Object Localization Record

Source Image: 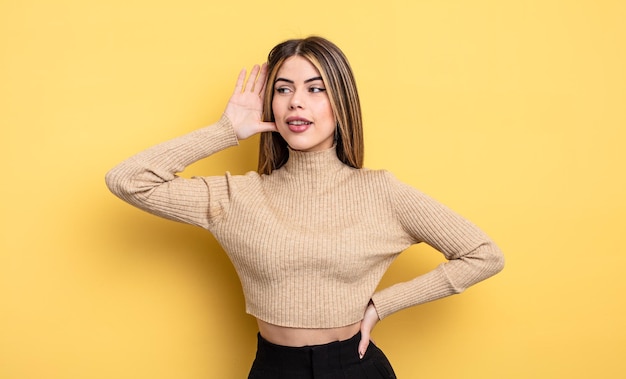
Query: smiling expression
[272,55,336,151]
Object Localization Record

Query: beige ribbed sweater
[106,117,504,328]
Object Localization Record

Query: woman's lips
[287,117,313,133]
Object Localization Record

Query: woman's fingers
[359,301,380,359]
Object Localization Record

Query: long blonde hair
[258,36,363,174]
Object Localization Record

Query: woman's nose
[289,92,303,109]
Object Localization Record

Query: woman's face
[272,55,336,151]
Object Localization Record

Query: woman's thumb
[359,333,370,359]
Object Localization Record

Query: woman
[106,37,504,379]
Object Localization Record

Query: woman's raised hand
[224,63,276,139]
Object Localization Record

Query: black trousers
[248,333,396,379]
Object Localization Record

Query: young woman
[106,37,504,379]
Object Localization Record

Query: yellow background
[0,0,626,379]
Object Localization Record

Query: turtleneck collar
[283,145,348,179]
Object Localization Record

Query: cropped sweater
[106,117,504,328]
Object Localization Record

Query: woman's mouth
[287,118,313,133]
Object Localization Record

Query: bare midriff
[257,319,361,347]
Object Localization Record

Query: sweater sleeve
[105,116,238,229]
[372,173,504,319]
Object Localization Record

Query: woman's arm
[372,178,504,319]
[105,65,275,228]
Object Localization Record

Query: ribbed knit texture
[106,117,504,328]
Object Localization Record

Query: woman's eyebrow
[274,76,322,84]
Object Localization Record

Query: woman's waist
[257,319,361,347]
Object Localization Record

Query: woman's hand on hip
[359,301,380,358]
[224,63,276,140]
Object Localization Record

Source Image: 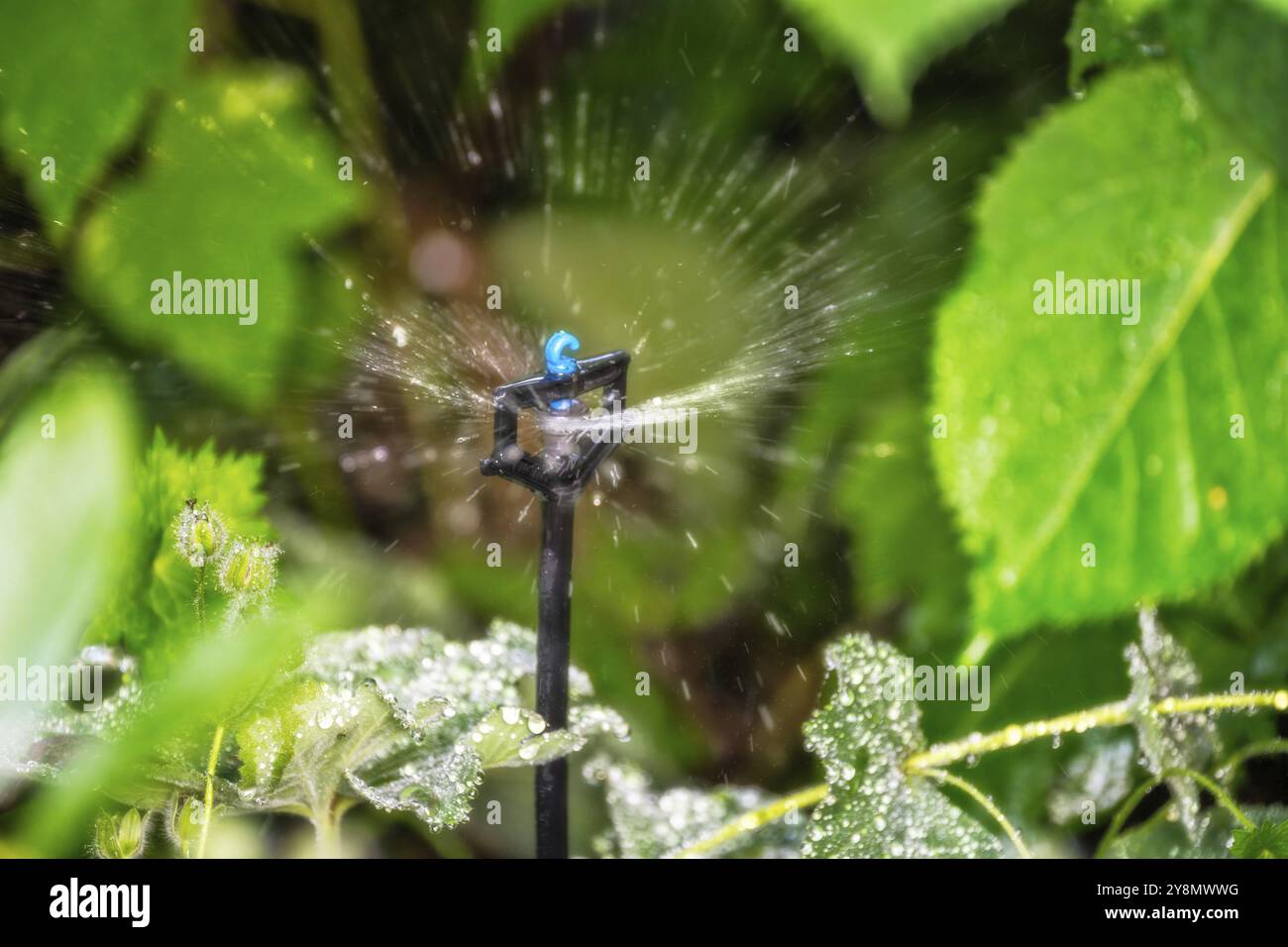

····················

● Aim of the task:
Pull out each line of the items above that contains the word "ribbed", and copy those lines unchanged.

● Output of the task:
Query: beige ribbed sweater
Query: ribbed knit texture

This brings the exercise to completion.